Things to do ::
**1.** According to the customer review of the film book, which decade of filmmaking does the book chronicle?
**2.** Return everything in the film book review from "Most Helpful Customer" down to "the director king.".
**3.** Continue the customer review of the film book past its last sentence.

Most Helpful Customer Reviews
10 of 10 people found the following review helpful
Excellent 26 Jan 2006
Format:Paperback
If there is a better book about film then I’d like to read it.

This is, quite simply, the best, most interesting book about film ever written. The book provides a (largely) chronological account of film making in the 1970s – a wonderfully fertile period where ‘New Hollywood’ attempted, and for a while succeeded, in making the director king.

The book is an amazing concoction of sharp analysis about film and filmmaking mixed with scurrilous gossip and titbits about the major players. Quite how he persuaded all these film legends to speak to him with such candour remains a mystery; I suspect few will do so again. Amongst the cast of characters are directors Robert Altman, Hal Ashby, Peter Bogdanovich, Francis Ford Coppola, William Friedkin, George Lucas and his wife Marcia Lucas, John Milius, Paul Schrader, Martin Scorcese, Steven Spielberg and Robert Towne; actors Warren Beatty, Dennis Hopper, Cybill Shepherd and Jack Nicholson covering landmark films such as The Godfather I & II, Taxi Driver, Jaws, Star Wars, The Exorcist and The Last Picture Show.

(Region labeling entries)
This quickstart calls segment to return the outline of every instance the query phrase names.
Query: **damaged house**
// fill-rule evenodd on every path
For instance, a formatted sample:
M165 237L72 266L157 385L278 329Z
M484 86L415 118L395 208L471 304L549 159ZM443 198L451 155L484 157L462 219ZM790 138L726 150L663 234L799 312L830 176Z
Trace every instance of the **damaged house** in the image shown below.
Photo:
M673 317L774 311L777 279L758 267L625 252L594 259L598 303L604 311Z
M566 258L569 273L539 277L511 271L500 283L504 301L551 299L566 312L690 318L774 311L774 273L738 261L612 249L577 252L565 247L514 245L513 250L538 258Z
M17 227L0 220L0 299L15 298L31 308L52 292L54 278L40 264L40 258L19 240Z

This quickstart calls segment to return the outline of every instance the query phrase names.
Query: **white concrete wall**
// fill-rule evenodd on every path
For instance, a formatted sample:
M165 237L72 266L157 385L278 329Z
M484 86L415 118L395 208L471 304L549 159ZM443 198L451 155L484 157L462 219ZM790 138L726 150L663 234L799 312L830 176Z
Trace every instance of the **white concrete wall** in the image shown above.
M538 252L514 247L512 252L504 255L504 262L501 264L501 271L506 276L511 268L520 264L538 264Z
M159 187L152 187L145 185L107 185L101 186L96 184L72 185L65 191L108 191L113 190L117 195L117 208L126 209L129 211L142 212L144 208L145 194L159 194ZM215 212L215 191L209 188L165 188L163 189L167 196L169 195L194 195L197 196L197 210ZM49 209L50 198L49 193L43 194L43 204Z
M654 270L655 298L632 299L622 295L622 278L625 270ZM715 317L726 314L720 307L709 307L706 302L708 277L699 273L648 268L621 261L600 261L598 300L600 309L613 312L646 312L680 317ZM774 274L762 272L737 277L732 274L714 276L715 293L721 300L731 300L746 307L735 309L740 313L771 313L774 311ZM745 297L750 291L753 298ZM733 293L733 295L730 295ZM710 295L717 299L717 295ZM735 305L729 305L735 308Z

Outputs in order ::
**1.** The 1970s.

**2.**
Most Helpful Customer Reviews
10 of 10 people found the following review helpful
Excellent 26 Jan 2006
Format:Paperback
If there is a better book about film then I’d like to read it.

This is, quite simply, the best, most interesting book about film ever written. The book provides a (largely) chronological account of film making in the 1970s – a wonderfully fertile period where ‘New Hollywood’ attempted, and for a while succeeded, in making the director king.

**3.**
Biskind writes beautifully, handling a huge topic with an enormous cast of characters deftly. He is assisted by the fact that many of the players and the films are already well-known to the reader but he has a wonderful talent for the one-line character profile (often a one-line character assassination) and he chooses his quotes well. If you are interested in film, and particularly if you share Biskind’s view that the 1970s was a golden era of film, then you will probably enjoy this book. There are a couple of caveats: he plays a little fast and loose with the facts and he loves gossip. He is hard on his subjects: few escape unscathed and some are characterised as positively evil.

An excellent book, worth reading if you can tolerate some of your heroes being tarnished.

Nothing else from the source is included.